Exercise prompt – Copy each of the entries below word for word, from the first through the last.

☆ ☆ ☆ ☆

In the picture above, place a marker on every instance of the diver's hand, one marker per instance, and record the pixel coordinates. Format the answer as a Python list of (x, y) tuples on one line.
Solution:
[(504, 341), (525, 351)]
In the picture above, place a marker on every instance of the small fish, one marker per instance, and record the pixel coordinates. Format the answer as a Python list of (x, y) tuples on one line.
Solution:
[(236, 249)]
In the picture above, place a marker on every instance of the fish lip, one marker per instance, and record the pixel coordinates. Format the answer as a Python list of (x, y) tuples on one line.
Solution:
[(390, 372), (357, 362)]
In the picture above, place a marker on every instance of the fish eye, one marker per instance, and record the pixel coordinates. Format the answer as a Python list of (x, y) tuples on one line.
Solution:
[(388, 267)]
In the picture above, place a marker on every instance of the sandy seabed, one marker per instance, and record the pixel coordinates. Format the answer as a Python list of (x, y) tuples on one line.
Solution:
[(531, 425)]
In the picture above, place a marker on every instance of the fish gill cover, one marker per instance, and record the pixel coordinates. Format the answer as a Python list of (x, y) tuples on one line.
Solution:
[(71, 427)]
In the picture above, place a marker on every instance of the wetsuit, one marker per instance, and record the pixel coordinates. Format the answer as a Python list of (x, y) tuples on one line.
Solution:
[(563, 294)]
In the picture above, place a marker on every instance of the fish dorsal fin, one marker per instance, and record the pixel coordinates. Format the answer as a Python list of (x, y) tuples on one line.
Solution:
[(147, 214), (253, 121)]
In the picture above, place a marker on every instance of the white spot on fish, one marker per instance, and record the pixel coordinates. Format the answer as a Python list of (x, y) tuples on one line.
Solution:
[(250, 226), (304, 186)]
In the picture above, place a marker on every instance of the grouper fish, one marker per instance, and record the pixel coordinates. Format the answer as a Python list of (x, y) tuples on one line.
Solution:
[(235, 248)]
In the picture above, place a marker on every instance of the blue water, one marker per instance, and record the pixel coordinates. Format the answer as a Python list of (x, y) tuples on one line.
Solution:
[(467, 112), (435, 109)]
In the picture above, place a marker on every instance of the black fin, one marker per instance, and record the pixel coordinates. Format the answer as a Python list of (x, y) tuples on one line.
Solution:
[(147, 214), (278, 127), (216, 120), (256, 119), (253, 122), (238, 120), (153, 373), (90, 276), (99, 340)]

☆ ☆ ☆ ☆

Solution to this problem –
In the picture above, place a marker on every instance of the diver's hand, one marker per instance, and record the pixel coordinates. Format the answer as a Python list of (x, y) tuples on one line.
Solution:
[(504, 341), (525, 351)]
In the picture above, place a marker on every instance of the small fish, one marker per instance, and record the pixel coordinates. Format the answer as a Python list of (x, y) tuples on one line.
Solution:
[(236, 249)]
In the picture above, place a marker on every instance of the fish lip, one marker per instance, and record the pixel coordinates. Format the answer as a Python list of (x, y) tuples on one line.
Solution:
[(390, 372), (357, 362)]
In the picture above, place a marker on every instance of the fish eye, one marker per instance, and record the pixel coordinates. Format the answer as a Python list of (x, y) tuples on one line.
Solution:
[(388, 267)]
In the picture above, place a marker on every instance of the sandy seabed, one marker per instance, and record the pixel coordinates. Format the answer as a Python list of (x, y) tuples on one line.
Solution:
[(531, 425)]
In the picture above, place a marker on every instance of the fish gill cover, one marker per instance, and record the pixel coordinates. Format the answer as a Python list of (x, y) tuples on one line.
Solution:
[(71, 427)]
In the picture above, place a marker on every instance of the wetsuit, one marker per instance, and record the pixel coordinates. Format the answer as a Python list of (x, y) tuples on one line.
Solution:
[(563, 294)]
In the picture above, place a marker on every instance of the fish dorsal fin, one marker per instance, and record the pixel coordinates. Format the answer as a Python list of (x, y) tuples on one line.
Solution:
[(147, 214), (253, 121)]
In the picture above, place a marker on every instance of the white spot on fish, one marker per instance, and record the pixel coordinates. Format the answer as a Python list of (x, y) tuples on one line.
Solution:
[(250, 226), (304, 186)]
In the picture above, place a marker on every instance of the grouper fish, one marker per instance, and record the pixel coordinates. Format the answer as a Python list of (x, y) tuples on one line.
Solution:
[(235, 248)]
In the picture above, place a marker on every instance of the blue water, one marker per instance, and record the pixel coordinates. Format the answer as a Python list of (x, y) tuples on one line.
Solution:
[(467, 112), (435, 109)]
In the picture above, place a marker on every instance of the black fin, one marker per instance, and record the pixel coordinates. Format the answer as a Python list of (x, y) tuples on one line.
Solution:
[(147, 214), (278, 127), (216, 120), (256, 119), (253, 122), (238, 120), (153, 373), (90, 276), (99, 340)]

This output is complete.